* BEGIN Material for this exercise *

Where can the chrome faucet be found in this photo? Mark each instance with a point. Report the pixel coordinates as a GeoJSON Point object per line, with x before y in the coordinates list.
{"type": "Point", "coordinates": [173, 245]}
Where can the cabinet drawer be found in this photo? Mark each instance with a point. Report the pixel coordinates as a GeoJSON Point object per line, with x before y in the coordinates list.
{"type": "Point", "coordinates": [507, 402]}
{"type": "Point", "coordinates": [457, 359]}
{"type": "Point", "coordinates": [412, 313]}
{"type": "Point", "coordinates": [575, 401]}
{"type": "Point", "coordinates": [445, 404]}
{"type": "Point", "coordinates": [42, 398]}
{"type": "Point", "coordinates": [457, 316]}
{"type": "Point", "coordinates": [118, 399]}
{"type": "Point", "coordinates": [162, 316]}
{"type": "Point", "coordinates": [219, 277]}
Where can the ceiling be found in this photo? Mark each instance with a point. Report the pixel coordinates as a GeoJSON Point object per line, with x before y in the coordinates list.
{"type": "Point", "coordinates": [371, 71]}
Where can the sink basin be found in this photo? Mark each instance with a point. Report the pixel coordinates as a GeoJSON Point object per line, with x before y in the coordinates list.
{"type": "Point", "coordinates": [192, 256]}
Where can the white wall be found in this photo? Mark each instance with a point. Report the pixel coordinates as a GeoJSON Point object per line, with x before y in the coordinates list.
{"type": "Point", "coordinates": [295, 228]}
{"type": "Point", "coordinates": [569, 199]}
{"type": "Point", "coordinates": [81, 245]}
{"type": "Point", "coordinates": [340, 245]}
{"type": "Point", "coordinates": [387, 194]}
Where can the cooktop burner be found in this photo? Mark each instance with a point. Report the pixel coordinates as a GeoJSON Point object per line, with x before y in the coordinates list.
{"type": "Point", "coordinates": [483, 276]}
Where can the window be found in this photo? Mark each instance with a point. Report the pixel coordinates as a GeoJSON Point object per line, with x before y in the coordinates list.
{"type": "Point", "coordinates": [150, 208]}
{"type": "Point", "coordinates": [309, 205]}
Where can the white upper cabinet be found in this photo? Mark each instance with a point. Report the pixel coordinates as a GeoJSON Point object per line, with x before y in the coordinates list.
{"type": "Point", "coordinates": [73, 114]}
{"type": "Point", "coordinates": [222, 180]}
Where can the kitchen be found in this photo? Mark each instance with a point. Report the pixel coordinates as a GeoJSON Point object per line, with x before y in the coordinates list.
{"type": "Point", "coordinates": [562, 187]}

* END Material for this exercise *

Express every line of the records above as a JSON array of strings, one string per line in their original order, leaving out any blank lines.

[
  "Where can the chrome faucet be found in this photo? Mark each instance with a point. Report the pixel coordinates as a GeoJSON Point object per line, with x before y in the coordinates list.",
  "{\"type\": \"Point\", \"coordinates\": [173, 245]}",
  "Where can the cabinet drawer be found in this photo? Mark each instance with a point. Report the pixel coordinates as a GeoJSON Point object per line, with x before y in the coordinates list.",
  "{\"type\": \"Point\", \"coordinates\": [507, 402]}",
  "{\"type\": \"Point\", \"coordinates\": [457, 359]}",
  "{\"type\": \"Point\", \"coordinates\": [412, 313]}",
  "{\"type\": \"Point\", \"coordinates\": [575, 401]}",
  "{\"type\": \"Point\", \"coordinates\": [445, 404]}",
  "{\"type\": \"Point\", \"coordinates\": [42, 398]}",
  "{\"type\": \"Point\", \"coordinates\": [457, 316]}",
  "{\"type\": \"Point\", \"coordinates\": [118, 399]}",
  "{\"type\": \"Point\", \"coordinates\": [162, 316]}",
  "{\"type\": \"Point\", \"coordinates\": [219, 277]}",
  "Where can the ceiling be found in this photo? Mark each instance with a point. Report the pixel coordinates as a GeoJSON Point object per line, with x before y in the coordinates list.",
  "{\"type\": \"Point\", \"coordinates\": [371, 71]}",
  "Where can the sink basin be found in this photo? Mark each instance with a point. Report the pixel coordinates as a GeoJSON Point object per line, with x before y in the coordinates list.",
  "{\"type\": \"Point\", \"coordinates\": [192, 256]}",
  "Where can the white wall be found in this photo? Mark each instance with a point. Report the pixel coordinates as a GeoJSON Point object per line, with x before y in the coordinates list.",
  "{\"type\": \"Point\", \"coordinates\": [295, 228]}",
  "{\"type\": \"Point\", \"coordinates\": [569, 199]}",
  "{\"type\": \"Point\", \"coordinates\": [81, 245]}",
  "{\"type\": \"Point\", \"coordinates\": [340, 245]}",
  "{\"type\": \"Point\", \"coordinates\": [387, 194]}",
  "Where can the cooktop burner be found in this photo? Mark each instance with a point. Report the pixel coordinates as a GeoJSON Point object per line, with x before y in the coordinates list.",
  "{\"type\": \"Point\", \"coordinates\": [483, 276]}",
  "Where can the window be found in this photo? Mark each instance with a point. Report the pixel coordinates as a GeoJSON Point object per line, with x before y in the coordinates list.",
  "{\"type\": \"Point\", \"coordinates\": [150, 208]}",
  "{\"type\": \"Point\", \"coordinates\": [309, 205]}",
  "Where can the white upper cabinet be found in this photo? Mark each instance with a point. Report the pixel coordinates as a GeoJSON Point object per line, with x before y in the coordinates list.",
  "{\"type\": \"Point\", \"coordinates\": [73, 114]}",
  "{\"type\": \"Point\", \"coordinates\": [222, 180]}",
  "Where can the kitchen be found in this photo? Mark each instance with a point. Report the pixel coordinates as a GeoJSON Point object per line, with x before y in the coordinates list.",
  "{\"type\": \"Point\", \"coordinates\": [562, 187]}"
]